-- Begin Text block --

We have seen that this action was instituted by the Plaintiffs in May 1990. About seven monthly later the Second Defendant obtained an order for sale of the said lands in another proceeding commenced four years earlier. The Second Defendant bought over the lands in 1991. From 1992 until 1995 almost all the lands were sold and transferred by the Second Defendant to third parties. Only in 1996 that the Plaintiffs made this application to amend the Statement of Claim, which is six years after the original Statement of Claim was filed.
Learned Counsel for the Plaintiffs argued that the Plaintiffs could not have asked for restitution at the time of filing the Statement of Claim because at that time the Plaintiffs were still the registered owners. That is true. But, as has been shown, the Second Defendant bought over the land in 1991. So, even taking that date, it is only five years later that this application was filed.
The proposed amendments also seek to challenge the validity of the charges and the sale and transfer of the said lands to the Second Defendant.
The charges were created from 1980 to 1984. They were the subject matter of the foreclosure proceeding which had gone right up to the Supreme Court and decided by that Court.
I accept that on the authority of the Supreme Court B decision in Kandiah Peter- v Public Bank Berhad (I), the Plaintiffs are not estopped from now challenging the validity of the charges on the ground that the issue had been decided in the foreclosure proceeding. But I am only stating this point here in considering the issue of delay in making this application.
It is to be noted that the Plaintiffs did not advance any explanation for the delay. Of course delay alone is not a sufficient ground to dismiss the application, but it is a factor to be considered by the Court in exercising its discretion whether or not to allow this application.

-- End Text block --

*Task 1:* In the court ruling, what year did the Plaintiffs apply to amend the Statement of Claim?
*Task 2:* Name every calendar year that appears in the court ruling.
Rely on nothing but the court ruling when answering.

-- Begin Record excerpts --

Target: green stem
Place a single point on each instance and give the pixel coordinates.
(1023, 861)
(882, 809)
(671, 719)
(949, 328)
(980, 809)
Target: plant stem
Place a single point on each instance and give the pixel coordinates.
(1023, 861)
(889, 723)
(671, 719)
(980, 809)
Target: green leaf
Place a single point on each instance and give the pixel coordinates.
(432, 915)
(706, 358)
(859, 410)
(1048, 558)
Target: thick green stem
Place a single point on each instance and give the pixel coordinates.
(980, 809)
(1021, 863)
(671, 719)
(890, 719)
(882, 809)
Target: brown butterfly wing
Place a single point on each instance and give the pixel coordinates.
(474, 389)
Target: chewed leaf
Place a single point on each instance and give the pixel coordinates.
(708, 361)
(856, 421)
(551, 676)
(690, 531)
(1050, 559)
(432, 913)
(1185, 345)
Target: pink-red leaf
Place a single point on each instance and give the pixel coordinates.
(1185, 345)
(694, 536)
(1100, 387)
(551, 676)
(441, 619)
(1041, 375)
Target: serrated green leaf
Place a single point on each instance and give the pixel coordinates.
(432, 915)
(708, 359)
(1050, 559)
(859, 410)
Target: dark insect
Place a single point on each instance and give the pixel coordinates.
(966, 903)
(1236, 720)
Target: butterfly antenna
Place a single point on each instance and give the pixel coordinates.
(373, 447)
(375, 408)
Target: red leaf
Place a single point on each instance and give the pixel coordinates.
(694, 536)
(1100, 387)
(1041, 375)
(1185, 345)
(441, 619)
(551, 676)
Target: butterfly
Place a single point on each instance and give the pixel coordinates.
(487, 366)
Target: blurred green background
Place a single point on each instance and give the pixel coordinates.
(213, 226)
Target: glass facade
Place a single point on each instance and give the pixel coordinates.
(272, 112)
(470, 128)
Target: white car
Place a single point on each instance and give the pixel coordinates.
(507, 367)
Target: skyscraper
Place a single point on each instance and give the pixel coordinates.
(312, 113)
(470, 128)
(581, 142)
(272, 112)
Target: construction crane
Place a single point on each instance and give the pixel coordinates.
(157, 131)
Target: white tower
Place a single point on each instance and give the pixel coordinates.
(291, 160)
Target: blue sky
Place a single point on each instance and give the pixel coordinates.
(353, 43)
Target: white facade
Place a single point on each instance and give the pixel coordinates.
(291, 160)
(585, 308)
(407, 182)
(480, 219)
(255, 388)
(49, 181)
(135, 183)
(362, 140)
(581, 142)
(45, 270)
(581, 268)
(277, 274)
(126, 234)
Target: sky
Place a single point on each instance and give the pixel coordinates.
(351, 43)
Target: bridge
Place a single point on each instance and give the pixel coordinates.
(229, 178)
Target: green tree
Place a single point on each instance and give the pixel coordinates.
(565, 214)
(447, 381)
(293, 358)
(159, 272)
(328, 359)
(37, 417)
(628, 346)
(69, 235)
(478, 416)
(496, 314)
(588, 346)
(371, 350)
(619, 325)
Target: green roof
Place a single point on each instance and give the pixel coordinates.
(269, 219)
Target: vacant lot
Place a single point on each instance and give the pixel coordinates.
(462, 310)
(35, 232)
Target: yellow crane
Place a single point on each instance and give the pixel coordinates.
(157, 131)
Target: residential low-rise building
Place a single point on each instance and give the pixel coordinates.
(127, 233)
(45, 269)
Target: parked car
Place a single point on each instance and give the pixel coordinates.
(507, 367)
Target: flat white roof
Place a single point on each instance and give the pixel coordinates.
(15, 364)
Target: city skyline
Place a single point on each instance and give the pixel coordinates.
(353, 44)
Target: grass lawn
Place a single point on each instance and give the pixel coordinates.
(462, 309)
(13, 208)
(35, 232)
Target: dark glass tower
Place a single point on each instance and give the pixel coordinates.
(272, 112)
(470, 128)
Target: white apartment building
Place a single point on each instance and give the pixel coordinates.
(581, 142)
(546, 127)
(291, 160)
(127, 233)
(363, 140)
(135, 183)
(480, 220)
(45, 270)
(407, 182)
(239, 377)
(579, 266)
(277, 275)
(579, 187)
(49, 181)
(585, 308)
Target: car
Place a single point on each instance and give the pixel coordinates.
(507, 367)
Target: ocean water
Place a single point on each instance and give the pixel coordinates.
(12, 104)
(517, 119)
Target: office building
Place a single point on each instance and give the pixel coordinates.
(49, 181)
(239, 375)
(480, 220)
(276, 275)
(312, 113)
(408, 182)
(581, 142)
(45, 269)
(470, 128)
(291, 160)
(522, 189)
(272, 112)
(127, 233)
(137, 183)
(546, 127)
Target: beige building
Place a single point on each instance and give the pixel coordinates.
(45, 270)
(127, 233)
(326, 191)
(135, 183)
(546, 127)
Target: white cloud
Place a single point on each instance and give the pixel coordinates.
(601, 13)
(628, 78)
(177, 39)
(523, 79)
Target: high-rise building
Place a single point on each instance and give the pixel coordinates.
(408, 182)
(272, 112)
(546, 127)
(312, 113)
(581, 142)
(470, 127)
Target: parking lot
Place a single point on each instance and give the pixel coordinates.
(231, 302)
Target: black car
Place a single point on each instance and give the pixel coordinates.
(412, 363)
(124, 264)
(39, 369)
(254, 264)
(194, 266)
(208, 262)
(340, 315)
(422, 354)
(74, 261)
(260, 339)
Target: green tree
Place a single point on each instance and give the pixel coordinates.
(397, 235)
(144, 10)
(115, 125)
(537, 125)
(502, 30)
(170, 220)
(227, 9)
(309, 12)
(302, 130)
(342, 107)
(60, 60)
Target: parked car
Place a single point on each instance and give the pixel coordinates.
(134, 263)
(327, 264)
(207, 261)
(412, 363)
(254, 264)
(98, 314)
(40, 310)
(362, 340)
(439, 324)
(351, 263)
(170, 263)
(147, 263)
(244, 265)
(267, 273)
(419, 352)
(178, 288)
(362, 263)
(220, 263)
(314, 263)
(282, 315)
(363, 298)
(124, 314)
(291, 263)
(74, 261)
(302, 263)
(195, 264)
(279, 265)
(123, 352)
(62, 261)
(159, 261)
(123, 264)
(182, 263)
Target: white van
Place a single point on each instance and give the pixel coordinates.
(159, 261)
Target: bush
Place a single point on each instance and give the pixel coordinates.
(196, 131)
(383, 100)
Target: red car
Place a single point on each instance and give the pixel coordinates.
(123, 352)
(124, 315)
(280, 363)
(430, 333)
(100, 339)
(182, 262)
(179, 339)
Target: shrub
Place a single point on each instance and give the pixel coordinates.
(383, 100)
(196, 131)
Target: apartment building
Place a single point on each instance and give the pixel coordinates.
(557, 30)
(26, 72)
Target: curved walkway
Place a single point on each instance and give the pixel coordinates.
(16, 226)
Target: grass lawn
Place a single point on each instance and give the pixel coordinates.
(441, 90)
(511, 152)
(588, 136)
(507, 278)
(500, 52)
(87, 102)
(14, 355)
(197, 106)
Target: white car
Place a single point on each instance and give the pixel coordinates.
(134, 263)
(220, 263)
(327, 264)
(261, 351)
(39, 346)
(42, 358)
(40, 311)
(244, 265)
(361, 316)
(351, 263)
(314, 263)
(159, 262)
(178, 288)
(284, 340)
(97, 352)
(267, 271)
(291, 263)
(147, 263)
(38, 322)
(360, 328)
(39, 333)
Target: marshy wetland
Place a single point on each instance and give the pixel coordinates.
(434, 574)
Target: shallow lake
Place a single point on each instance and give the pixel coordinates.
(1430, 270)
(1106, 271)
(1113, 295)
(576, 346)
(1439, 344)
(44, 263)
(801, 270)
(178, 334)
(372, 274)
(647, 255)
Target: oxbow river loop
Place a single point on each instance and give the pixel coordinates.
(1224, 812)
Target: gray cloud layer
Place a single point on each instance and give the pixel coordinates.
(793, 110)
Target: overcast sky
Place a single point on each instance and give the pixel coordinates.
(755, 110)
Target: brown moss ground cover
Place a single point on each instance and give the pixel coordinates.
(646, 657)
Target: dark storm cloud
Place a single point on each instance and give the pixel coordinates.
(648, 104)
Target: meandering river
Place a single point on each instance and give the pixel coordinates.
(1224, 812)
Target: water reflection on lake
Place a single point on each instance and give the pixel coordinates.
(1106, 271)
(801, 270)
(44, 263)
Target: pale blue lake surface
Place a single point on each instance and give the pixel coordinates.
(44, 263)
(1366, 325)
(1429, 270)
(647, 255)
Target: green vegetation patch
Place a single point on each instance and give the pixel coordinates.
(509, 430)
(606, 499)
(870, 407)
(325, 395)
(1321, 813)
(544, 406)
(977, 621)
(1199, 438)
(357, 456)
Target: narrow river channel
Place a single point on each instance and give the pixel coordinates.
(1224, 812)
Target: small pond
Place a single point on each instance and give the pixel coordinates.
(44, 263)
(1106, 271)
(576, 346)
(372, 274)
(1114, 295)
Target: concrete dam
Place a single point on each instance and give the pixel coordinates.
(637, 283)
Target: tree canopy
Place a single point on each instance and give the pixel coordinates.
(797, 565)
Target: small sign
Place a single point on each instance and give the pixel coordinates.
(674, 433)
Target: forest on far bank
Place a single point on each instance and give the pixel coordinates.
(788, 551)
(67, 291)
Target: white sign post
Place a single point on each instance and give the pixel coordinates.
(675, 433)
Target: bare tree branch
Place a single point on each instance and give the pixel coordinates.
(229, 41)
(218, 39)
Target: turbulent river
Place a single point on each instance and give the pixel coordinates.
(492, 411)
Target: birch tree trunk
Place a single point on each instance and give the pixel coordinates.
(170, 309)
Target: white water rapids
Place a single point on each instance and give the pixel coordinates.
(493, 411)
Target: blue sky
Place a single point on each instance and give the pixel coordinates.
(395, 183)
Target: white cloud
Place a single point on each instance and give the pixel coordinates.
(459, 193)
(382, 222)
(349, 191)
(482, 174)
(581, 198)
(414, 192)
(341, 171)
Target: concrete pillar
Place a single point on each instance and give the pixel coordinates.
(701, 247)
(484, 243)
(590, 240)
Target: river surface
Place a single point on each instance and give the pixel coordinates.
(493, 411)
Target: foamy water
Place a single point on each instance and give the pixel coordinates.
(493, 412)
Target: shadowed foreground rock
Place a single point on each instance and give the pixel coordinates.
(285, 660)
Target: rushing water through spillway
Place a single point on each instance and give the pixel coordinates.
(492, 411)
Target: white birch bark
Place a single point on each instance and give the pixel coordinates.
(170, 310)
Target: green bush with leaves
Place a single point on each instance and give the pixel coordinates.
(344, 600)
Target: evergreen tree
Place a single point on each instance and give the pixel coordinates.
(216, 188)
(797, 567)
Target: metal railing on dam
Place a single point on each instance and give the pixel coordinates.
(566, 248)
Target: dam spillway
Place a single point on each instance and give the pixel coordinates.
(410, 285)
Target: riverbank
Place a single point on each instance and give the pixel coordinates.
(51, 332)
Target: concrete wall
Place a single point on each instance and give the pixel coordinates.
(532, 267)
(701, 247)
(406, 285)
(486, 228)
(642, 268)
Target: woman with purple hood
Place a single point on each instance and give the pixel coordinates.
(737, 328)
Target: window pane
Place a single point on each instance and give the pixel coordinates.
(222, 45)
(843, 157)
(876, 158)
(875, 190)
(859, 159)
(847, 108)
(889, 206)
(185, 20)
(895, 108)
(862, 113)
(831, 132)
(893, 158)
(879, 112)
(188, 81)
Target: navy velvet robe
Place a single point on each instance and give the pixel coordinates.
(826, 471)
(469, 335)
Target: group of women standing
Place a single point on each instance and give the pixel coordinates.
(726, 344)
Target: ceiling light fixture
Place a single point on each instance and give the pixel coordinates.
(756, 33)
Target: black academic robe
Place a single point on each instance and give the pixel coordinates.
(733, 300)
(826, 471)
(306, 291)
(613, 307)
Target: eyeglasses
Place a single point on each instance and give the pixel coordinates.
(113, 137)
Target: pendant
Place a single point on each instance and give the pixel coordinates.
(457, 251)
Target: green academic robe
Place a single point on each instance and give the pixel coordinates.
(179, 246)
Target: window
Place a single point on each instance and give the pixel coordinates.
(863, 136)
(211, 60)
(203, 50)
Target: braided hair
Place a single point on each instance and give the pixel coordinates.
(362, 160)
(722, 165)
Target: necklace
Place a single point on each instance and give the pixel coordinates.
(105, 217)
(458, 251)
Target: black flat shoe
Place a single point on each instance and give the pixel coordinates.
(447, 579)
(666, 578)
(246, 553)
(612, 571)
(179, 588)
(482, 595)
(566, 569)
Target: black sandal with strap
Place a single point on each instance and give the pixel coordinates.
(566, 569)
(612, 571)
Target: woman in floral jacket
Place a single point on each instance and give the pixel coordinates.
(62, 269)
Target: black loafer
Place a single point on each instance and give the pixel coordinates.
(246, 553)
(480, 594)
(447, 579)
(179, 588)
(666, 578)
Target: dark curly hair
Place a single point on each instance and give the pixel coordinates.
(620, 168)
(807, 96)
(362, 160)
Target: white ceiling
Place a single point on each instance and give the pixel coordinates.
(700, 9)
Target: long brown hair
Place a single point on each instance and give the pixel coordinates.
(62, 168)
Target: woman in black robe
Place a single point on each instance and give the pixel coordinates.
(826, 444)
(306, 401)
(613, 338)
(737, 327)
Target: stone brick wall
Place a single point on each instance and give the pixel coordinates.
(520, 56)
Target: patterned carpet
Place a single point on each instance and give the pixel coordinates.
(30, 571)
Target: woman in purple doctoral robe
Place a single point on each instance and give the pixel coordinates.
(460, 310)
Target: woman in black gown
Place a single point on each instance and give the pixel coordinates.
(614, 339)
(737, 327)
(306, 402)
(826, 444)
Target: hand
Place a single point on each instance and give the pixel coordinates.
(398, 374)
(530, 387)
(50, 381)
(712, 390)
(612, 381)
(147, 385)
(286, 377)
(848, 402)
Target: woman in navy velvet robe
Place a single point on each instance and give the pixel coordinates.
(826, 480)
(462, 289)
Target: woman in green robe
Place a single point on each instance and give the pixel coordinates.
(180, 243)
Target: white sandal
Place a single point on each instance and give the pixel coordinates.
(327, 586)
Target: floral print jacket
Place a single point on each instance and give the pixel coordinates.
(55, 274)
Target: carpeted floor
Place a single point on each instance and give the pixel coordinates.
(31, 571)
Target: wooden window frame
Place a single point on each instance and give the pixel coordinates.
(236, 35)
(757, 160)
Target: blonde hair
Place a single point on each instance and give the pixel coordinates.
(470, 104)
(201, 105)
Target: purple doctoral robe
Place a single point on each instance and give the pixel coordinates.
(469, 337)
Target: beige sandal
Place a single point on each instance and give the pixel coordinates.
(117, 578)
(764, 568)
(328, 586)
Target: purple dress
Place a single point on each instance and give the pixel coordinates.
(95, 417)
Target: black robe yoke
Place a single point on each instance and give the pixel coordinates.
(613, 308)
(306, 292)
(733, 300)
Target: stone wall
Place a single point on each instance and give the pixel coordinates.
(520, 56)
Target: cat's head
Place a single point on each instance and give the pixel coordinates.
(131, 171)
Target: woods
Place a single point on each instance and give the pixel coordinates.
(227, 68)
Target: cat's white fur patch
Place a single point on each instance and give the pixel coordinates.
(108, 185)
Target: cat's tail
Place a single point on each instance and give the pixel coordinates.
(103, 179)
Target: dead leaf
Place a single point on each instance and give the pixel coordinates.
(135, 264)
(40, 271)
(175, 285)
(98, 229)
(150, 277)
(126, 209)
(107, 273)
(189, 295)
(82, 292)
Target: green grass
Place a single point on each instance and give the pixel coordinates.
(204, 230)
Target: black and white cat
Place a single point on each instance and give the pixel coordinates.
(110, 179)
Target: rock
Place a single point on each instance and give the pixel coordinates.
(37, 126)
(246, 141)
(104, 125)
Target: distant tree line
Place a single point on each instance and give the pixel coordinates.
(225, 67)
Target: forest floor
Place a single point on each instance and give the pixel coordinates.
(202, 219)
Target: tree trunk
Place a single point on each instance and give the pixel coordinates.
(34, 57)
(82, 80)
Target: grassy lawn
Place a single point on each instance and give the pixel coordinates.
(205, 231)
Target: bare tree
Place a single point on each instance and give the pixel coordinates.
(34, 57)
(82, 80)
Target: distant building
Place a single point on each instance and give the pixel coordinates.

-- End Record excerpts --

*Worked answer 1:* 1996

*Worked answer 2:* 1980, 1984, 1990, 1991, 1992, 1995, 1996